-- Begin Supplied text --
Where it applies, the residence period is two years or periods amounting to two years in the last 10 years.
Preventing extension of the lease or sale of the freehold
In limited circumstances, the freeholder may be able to prevent extension or sale. These are:
if the leaseholder gives notice of their wish to enfranchise or extend the lease, the freeholder can apply to the court before the notice takes effect to get an order that they can resume possession, as they needs the property for themselves or a member of their family
where the lease has been extended or the leaseholder has applied to extend, the freeholder may be able to reclaim possession either during the last 12 months of the original lease or during the 50 years extension. They would have to apply to the court and prove that they need the property for the purposes of development (such as demolition or reconstruction). Compensation would be paid to the leaseholder
Procedure for buying the freehold of a house
To buy the freehold of a house, the leaseholder must serve a notice in a prescribed form on the freeholder of their desire to purchase. This places a contractual obligation on the freeholder to sell it to the leaseholder. The freeholder must reply by serving a notice within two months stating whether they accept the leaseholder's right and, if not, the grounds for objection.
The leaseholder can withdraw from the right if the price is not agreeable and must do so within one month of the price being set but will not be able to apply again for 12 months. The leaseholder is still liable for the freeholder's costs and may be liable to pay compensation to the freeholder if the claim has affected their power to dispose of the premises or any neighbouring premises.
-- End Supplied text --
Task A
According to the leasehold text, how long does the freeholder have to reply to the leaseholder's notice of a wish to buy the freehold of a house?
Task B
From the leasehold text, pull out the passage that begins at the words "The leaseholder can" and stops after "any neighbouring premises.", copying it word for word.
-- Begin Information provided --
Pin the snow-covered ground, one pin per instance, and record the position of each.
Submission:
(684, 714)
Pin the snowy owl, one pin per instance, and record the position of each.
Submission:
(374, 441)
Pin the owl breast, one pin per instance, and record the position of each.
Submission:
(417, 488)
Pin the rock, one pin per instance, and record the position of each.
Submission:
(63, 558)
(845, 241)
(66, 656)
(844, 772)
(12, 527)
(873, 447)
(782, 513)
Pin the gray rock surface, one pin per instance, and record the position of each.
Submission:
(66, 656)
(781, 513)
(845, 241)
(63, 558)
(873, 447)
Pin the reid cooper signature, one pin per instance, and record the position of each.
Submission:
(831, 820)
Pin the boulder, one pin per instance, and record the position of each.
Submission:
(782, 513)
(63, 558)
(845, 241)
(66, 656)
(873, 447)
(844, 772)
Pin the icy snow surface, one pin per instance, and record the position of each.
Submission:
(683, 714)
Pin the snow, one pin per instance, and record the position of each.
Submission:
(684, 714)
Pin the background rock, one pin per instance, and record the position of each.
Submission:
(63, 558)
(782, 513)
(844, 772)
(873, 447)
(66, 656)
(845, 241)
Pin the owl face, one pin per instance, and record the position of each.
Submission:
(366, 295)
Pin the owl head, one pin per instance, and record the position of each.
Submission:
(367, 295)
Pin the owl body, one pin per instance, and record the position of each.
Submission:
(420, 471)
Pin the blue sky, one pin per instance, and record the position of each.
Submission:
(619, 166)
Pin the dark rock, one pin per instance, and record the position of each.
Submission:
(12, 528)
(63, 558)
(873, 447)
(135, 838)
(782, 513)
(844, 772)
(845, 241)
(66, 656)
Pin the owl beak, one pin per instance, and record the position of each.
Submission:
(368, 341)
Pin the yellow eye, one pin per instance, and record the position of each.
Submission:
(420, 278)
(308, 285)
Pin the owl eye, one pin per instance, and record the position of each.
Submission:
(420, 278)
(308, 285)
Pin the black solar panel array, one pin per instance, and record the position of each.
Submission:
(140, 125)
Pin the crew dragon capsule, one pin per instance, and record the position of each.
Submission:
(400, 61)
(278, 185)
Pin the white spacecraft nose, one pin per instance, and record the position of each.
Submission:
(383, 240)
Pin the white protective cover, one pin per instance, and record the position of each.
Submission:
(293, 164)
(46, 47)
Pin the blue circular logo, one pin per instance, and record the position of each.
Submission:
-- End Information provided --
Problem solution A
Two months.

Problem solution B
The leaseholder can withdraw from the right if the price is not agreeable and must do so within one month of the price being set but will not be able to apply again for 12 months. The leaseholder is still liable for the freeholder's costs and may be liable to pay compensation to the freeholder if the claim has affected their power to dispose of the premises or any neighbouring premises.